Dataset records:
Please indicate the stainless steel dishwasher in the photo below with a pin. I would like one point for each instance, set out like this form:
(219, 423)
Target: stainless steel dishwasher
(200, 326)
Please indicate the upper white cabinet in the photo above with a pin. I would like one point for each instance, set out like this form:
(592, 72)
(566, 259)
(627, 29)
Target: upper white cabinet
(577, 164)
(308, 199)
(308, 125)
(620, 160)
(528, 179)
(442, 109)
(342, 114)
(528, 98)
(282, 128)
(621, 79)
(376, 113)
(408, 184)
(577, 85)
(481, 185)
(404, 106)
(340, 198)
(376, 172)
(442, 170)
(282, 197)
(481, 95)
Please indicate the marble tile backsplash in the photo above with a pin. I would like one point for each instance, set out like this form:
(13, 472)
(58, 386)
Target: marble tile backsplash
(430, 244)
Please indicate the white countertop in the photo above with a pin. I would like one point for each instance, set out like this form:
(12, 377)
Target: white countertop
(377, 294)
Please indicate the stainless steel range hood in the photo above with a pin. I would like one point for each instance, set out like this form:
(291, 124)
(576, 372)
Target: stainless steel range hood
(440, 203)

* * *

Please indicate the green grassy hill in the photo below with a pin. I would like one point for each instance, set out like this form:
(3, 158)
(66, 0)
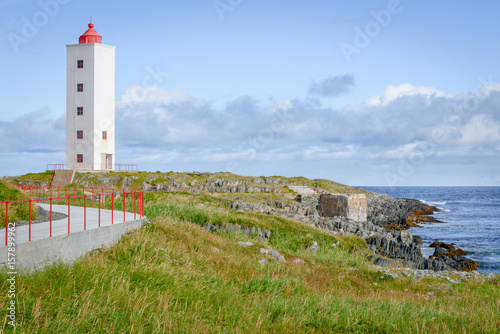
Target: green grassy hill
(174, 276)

==

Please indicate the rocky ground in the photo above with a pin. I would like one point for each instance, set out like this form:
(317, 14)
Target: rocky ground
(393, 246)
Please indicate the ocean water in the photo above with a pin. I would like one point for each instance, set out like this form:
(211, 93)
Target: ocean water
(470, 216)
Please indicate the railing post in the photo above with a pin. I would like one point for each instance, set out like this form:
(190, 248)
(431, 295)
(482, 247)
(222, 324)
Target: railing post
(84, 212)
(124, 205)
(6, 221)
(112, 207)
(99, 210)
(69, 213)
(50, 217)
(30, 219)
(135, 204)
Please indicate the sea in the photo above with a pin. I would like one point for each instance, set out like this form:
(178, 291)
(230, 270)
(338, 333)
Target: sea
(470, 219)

**What this task involves**: In the records, how many lines have the word "below" in them? Only the number is needed.

**Finished exercise**: 2